■ **Task prompt**
Copy every one of the rows below word for word, leaving nothing out and changing nothing.

Excerpts of bounding box data:
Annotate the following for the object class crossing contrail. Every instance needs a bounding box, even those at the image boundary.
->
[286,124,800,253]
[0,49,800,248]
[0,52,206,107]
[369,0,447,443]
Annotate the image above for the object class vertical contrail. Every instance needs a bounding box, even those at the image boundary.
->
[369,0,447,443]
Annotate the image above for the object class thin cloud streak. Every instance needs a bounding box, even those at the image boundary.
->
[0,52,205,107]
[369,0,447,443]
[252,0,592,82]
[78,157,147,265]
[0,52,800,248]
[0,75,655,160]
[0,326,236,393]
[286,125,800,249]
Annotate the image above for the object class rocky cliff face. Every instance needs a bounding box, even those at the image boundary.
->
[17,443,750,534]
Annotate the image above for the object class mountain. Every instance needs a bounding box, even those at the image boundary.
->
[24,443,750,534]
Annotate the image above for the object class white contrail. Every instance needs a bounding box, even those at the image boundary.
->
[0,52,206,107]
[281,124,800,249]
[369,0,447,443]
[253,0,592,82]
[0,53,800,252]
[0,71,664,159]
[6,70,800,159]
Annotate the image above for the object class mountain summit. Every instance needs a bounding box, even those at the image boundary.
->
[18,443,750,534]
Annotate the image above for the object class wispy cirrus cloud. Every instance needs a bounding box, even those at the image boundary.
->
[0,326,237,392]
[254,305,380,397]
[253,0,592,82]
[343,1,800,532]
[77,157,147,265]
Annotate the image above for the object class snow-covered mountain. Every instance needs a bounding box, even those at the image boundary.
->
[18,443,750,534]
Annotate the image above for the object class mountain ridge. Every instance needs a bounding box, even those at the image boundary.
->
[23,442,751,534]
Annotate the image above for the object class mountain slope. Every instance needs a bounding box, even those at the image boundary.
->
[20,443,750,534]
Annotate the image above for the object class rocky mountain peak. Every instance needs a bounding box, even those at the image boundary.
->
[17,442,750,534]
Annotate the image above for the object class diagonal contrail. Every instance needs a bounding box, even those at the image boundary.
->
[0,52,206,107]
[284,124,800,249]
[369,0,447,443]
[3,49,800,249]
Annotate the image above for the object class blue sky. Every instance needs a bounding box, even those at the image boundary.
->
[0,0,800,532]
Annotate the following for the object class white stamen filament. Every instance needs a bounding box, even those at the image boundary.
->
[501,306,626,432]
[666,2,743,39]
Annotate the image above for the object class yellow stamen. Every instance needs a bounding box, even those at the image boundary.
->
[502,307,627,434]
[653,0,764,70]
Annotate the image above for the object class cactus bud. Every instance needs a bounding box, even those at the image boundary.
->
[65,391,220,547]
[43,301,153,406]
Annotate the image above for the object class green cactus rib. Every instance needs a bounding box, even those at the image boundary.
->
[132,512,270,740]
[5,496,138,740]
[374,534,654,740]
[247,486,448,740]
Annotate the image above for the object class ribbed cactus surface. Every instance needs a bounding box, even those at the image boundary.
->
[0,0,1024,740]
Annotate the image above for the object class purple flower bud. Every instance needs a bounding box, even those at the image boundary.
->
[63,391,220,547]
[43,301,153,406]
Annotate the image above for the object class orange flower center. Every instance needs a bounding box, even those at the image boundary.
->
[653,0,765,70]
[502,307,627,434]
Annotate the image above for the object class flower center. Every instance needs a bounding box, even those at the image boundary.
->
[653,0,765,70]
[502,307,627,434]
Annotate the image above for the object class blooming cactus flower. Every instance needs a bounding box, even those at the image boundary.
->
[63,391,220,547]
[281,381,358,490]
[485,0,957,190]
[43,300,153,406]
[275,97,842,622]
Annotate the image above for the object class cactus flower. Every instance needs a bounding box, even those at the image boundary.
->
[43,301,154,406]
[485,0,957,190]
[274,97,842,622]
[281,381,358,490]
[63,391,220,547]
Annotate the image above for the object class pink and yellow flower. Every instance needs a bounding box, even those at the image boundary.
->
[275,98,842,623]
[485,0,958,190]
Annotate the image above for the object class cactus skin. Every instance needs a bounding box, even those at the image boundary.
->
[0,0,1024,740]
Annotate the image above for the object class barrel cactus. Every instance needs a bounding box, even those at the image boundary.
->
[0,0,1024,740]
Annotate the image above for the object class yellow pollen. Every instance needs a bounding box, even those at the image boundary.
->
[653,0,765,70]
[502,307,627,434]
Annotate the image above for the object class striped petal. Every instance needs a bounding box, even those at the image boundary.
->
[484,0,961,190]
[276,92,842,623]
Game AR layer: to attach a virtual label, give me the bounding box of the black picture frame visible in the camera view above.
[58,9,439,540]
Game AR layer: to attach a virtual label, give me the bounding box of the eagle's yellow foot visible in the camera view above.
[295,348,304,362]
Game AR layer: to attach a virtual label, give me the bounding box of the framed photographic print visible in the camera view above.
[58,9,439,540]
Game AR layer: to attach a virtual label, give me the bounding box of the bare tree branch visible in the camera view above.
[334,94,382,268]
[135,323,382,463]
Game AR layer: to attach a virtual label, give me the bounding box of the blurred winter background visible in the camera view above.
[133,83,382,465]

■ **Solution to the exercise**
Annotate the following for the object class crossing contrail. Every instance needs a bounding box, even those at the image boundary.
->
[286,124,800,253]
[0,49,800,248]
[0,52,206,107]
[369,0,447,443]
Annotate the image above for the object class vertical contrail. Every instance needs a bounding box, even those at the image boundary.
->
[369,0,447,443]
Annotate the image above for the object class thin cloud streak. Every instance needs a bounding box, even those at the image boundary.
->
[0,52,205,107]
[369,0,447,443]
[252,0,592,82]
[78,157,147,265]
[0,52,800,248]
[0,75,655,160]
[0,326,236,393]
[286,125,800,249]
Annotate the image above for the object class rocky cliff face. Every instance needs a bounding box, even those at the image boundary.
->
[17,443,750,534]
Annotate the image above for the object class mountain. Every instance needs a bounding box, even those at the image boundary.
->
[24,443,750,534]
Annotate the image above for the object class white contrail. Every instance needs a bounding box, even those at the image boundary.
->
[0,52,206,107]
[281,124,800,249]
[369,0,447,443]
[253,0,592,82]
[0,53,800,252]
[0,71,664,159]
[6,70,800,159]
Annotate the image above for the object class mountain summit. Every instance needs a bounding box, even those at the image boundary.
->
[18,443,750,534]
Annotate the image above for the object class wispy cirrus cloud. Every instance needs a bounding box, even those at the image boundary.
->
[0,326,237,392]
[254,305,380,397]
[253,0,592,82]
[343,1,800,532]
[77,157,147,265]
Annotate the image above for the object class snow-covered mountain. Every instance needs a bounding box, even those at the image boundary.
->
[18,443,750,534]
Annotate the image above for the object class mountain ridge. Every instance needs a bounding box, even those at the image boundary.
->
[23,442,751,534]
Annotate the image above for the object class mountain slope. Every instance needs a bounding box, even those at the image boundary.
->
[20,443,750,534]
Annotate the image above for the object class rocky mountain peak. Every instance needs a bounding box, even those at the image boundary.
->
[17,442,750,534]
Annotate the image above for the object class diagonal contrail. Every instance needs a bounding box, even those at the image boundary.
->
[0,52,206,107]
[284,124,800,249]
[369,0,447,443]
[3,49,800,249]
Annotate the image above for the object class blue sky. Every instance needs a bounding box, even those at the image boundary.
->
[0,0,800,532]
Annotate the following for the object class white stamen filament. Every instance needs a bounding box, even those at the image boundary.
->
[501,306,626,432]
[666,2,743,39]
Annotate the image above for the object class yellow stamen. Every instance needs a bounding box, even those at the image boundary.
->
[502,307,627,434]
[653,0,764,70]
Annotate the image above for the object class cactus bud. Every instance needs a bounding box, even those at the image boundary.
->
[65,391,220,547]
[43,301,153,406]
Annotate the image above for the object class green cactus rib. Every instance needs a bounding box, even those at the image boundary.
->
[132,512,270,740]
[5,496,138,740]
[374,534,654,740]
[247,486,448,740]
Annotate the image above for the object class ribbed cactus surface. Every instance needs a bounding box, even those at the image boundary.
->
[0,0,1024,740]
Annotate the image above for the object class purple flower bud. Every instance needs a bounding box, even those at the image boundary.
->
[63,391,220,547]
[43,301,153,406]
Annotate the image above for the object class orange flower center. Every instance needs a bounding box, even those at the image boundary.
->
[653,0,765,70]
[502,307,627,434]
Annotate the image above for the object class flower center. Every instance needs a bounding box, even those at the image boundary.
->
[653,0,765,70]
[502,307,627,434]
Annotate the image above for the object class blooming cactus flower. Every instance needs a bounding box, even those at the image boundary.
->
[63,391,220,547]
[281,381,358,490]
[485,0,957,190]
[43,300,153,406]
[275,97,842,622]
Annotate the image above for the object class cactus flower. Every instance needs a bounding box, even those at the image boundary.
->
[43,301,154,406]
[485,0,957,190]
[274,97,842,622]
[281,381,358,490]
[63,391,220,547]
Annotate the image above for the object class pink and yellow flower. Every instance needs a bounding box, even those at the image boundary.
->
[275,98,842,623]
[485,0,958,190]
Annotate the image above for the object class cactus skin. Every instance needs a bounding box, even those at the image boundary.
->
[0,0,1024,740]
Annotate the image above for the object class barrel cactus. Every instance needs a bounding box, even those at the image boundary.
->
[0,0,1024,740]
Annotate the image above for the object class yellow pollen. Every instance needs a bounding box, even those at the image boundary.
->
[653,0,765,70]
[502,307,627,434]
Annotate the image above for the object class striped petal. Every instance needs a bounding box, even those at the image boundary.
->
[484,0,961,190]
[276,92,842,623]
Game AR layer: to attach a virtual label, give me the bounding box of the black picture frame visible in the camera view above.
[58,9,439,540]
Game AR layer: to attach a virtual label, give me the bounding box of the eagle's yellow foot visible in the camera view above.
[295,348,304,362]
Game AR layer: to attach a virtual label, give me the bounding box of the framed photographic print visible in the camera view above.
[58,9,439,540]
Game AR layer: to attach a virtual label, give me the bounding box of the bare tree branch visible in the camera view above.
[334,94,382,268]
[135,323,382,463]
Game AR layer: to attach a virtual label, give me the bounding box of the blurred winter background visible in the camera view above.
[133,83,382,465]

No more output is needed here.